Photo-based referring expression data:
↓↓↓
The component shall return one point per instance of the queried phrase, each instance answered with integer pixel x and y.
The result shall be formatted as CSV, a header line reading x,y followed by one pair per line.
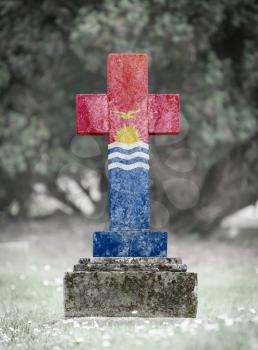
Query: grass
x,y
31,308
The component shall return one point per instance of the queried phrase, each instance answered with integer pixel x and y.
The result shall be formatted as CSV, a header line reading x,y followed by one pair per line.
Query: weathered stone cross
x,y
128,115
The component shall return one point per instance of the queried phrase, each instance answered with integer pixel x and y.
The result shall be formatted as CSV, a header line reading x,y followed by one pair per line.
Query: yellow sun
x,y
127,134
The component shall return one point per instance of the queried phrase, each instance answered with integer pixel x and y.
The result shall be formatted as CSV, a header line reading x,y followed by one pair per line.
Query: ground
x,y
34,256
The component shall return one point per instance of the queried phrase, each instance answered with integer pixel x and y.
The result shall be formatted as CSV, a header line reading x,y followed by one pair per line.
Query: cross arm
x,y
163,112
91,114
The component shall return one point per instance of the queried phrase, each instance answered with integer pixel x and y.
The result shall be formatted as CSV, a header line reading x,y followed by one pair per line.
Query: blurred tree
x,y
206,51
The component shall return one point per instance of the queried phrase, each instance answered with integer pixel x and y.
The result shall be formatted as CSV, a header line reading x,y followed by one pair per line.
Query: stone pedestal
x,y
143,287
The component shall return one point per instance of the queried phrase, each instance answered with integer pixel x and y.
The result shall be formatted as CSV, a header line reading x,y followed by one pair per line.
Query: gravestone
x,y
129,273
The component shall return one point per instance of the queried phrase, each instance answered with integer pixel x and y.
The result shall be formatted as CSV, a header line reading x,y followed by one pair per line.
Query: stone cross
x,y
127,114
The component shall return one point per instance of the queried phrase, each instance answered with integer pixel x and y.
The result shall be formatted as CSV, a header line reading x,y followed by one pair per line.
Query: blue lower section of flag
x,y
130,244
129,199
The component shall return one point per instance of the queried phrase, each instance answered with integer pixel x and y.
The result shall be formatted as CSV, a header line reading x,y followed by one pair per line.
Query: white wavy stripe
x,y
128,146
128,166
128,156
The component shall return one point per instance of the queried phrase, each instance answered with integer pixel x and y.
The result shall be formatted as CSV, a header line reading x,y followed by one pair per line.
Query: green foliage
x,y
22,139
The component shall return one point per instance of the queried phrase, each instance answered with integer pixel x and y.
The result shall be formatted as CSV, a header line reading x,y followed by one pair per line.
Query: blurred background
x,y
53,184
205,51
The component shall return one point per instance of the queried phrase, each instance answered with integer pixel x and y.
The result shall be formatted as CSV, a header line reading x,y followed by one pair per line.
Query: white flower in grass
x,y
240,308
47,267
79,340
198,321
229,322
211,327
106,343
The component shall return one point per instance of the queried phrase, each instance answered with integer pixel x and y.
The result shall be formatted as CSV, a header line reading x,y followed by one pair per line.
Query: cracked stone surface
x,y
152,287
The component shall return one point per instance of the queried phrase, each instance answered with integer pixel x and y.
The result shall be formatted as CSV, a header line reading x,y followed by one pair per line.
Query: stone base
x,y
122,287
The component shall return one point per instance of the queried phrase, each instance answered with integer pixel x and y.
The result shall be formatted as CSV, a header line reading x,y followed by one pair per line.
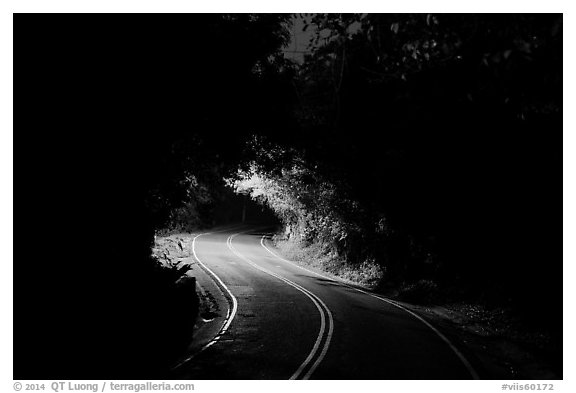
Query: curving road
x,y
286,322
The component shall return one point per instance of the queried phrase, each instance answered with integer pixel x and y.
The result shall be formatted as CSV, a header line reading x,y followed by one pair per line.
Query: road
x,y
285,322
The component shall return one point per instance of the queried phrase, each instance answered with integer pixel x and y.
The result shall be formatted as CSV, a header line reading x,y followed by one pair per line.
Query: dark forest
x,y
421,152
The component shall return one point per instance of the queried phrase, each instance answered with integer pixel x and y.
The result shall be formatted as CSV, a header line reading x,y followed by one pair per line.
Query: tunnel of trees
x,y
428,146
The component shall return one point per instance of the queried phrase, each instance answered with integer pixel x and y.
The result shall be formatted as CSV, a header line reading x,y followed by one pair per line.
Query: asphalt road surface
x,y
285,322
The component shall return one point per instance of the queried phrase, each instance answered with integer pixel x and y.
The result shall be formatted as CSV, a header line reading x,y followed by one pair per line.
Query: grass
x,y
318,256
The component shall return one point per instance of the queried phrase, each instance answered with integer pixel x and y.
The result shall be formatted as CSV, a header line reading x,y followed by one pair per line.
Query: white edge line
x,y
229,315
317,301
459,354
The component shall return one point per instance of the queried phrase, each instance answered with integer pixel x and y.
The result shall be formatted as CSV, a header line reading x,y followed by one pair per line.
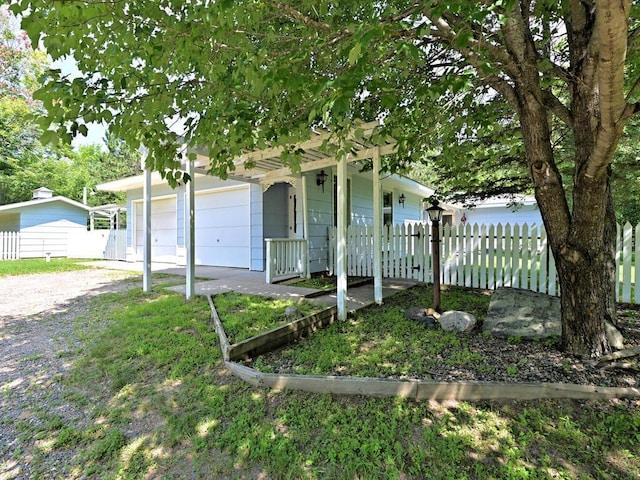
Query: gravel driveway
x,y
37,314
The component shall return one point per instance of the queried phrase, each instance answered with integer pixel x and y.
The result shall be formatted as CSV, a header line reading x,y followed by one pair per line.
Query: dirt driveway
↑↑↑
### EXERCISE DIRECTIONS
Leave every picture out. Retype the remaining data exactly.

### RESULT FOR THIS EXERCISE
The component shall return one point per instance of the queried phrase, each instance answered with integer pixel x and y.
The result shall be formatted as CSV, a header line reading x,y followed by one pair per line.
Query: grass
x,y
31,308
The component shall return one point per instance of the queried phrase, each instance answered with integer pixel x and y.
The result shall be formatted as CSV, a header line reading x,y followed by one pair per line.
Query: weathered stone cross
x,y
128,115
The component shall return one point per instance of the queried phrase, each instance answered with integer pixel x and y.
The result shall be formatted as CSV, a header line reading x,y followed by one pair per line.
Query: yellow sun
x,y
127,134
The component shall return one point per instance of the queried phrase, each instance answered with integer pixel x and y.
The result shall be formatted as CSV, a header line reading x,y followed by one pair per line.
Query: ground
x,y
34,256
The component shall return one point per instance of the queried phrase, each instance answered with integer pixel x and y.
The result shall be formatted as CSV, a header line reading x,y followed by one pair per line.
Query: cross arm
x,y
163,112
91,114
The component shall return one point per instance of the queried phrase, each instance answered with integer pixel x and y.
The result shall be formatted as CSV, a header line reading x,y followed by one pair per line.
Query: blurred tree
x,y
206,51
The component shall return one point per instance of the queried phrase, each instance answered with integer pixel x and y.
The result shall be formatted as CSV, a header line reading x,y followed by one pair per line.
Query: stone pedestal
x,y
143,287
The component shall return one point per instance of the queried phrase, each instance answered with integer pixel x and y.
The result shall be formatted as CSV, a header line reading x,y followed by one pair per line.
Query: gravestone
x,y
129,273
The component shall return one point per instance of the queried phrase, each instance answered with integer pixel x and y.
The result shall be formatted as CSV, a header line reading x,y followed by one pair per line.
Query: stone cross
x,y
127,114
The component shall return one point per instance of the queried phrase, each instance answered with integer pixel x and y.
The result shall be formatted as CSV, a header line reading x,y followed by one pair per line.
Query: blue lower section of flag
x,y
130,244
129,199
The component shall return one point per instance of the queried phrase, each instance answered with integer pixel x and y.
The result shall be formatted as CSV, a header line reading x,y followed by one pair per line.
Query: white wavy stripe
x,y
128,146
128,166
128,156
The component shall return one point per instance of the queried phrase, each instance answered with integer pixel x and y.
The result shall be formatted as CSV, a header line reading x,y followed by one pair per line.
Query: green foliage
x,y
22,139
The component shall return one point per instance of the queried phrase, each instance answered with integer pixel x and y.
The result shall be formatted as CSV, a header line reading x,y followed by one pair per line.
Query: blurred background
x,y
53,184
205,51
The component shall return one point per instance of the queried phrase, each instance answered with integer pixel x and y.
The result shall be formatted as CSV, a header line reading x,y followed by one pair per line.
Query: white flower in grass
x,y
240,308
47,267
79,340
198,321
229,322
211,327
106,343
The component shall return one point per instance of the queried phrase, each instance answered with integer pixel x and y.
The result shall be formatted as CSV, a header line reading x,y followed by one pair per line.
Query: cracked stone surface
x,y
152,287
The component shall return one point per instance of the queried phrase, each instance answered with integer pixel x and y.
The result shall be formatted as CSV, a header line reading x,y followed by one pair per line.
Query: stone base
x,y
122,287
The component shall return one point per instance of the queried phrase, each instance answered with integer pixel x and y.
The result shall be formatted as CSV, a header line reading x,y followed by one pair per line.
Query: curving road
x,y
286,322
The component shall return one point per instance of the queried phrase, each instance answered with integer pixel x and y.
The result shall be formatted as CSV, a header line reading x,y followed by one pair per line.
Query: road
x,y
285,322
The component shall return one point per instance of the queried phrase, each instance answered with integer pixel x and y.
The result shall be formatted as CSV, a header line reading x,y followed by one pair per line.
Query: dark forest
x,y
421,152
The component shall return one point per instance of the queried phrase, each instance answered with integer pixel x and y.
The result shall be formatted as CSV, a header line reading x,y followed by one pair per line.
Query: tunnel of trees
x,y
428,146
The component shall return one point per instance of the queried phrase, each instance answered with integer pixel x and y.
The result shall be formatted as CSV, a header line reading x,y followed by one pair per line.
Query: asphalt road surface
x,y
285,322
The component shall return one point per instance of the queried phrase, each instance answered with integer pixel x and y.
The result shall be formatted as CSV, a header line reading x,y followed by one pair per line.
Query: grass
x,y
318,256
The component shall return one point per instance of the queried phrase, each instance answered with integer pixel x and y.
The result shall be formatted as CSV, a header line reading x,y followed by one pair per line.
Query: white edge line
x,y
229,315
317,301
459,354
The component shall return one point per instance of the queried phrase, each instance answered with integer pixel x and y.
The result shall be formatted as CSV, a header line reading x,y followed by one pair per line.
Query: gravel driveway
x,y
37,314
The component shall return one point per instance of the queried phrase, each instance answered with integer pixel x and y.
The result shall be formatted as CSV, a header line reading x,y followed by one pair per line.
Query: dirt driveway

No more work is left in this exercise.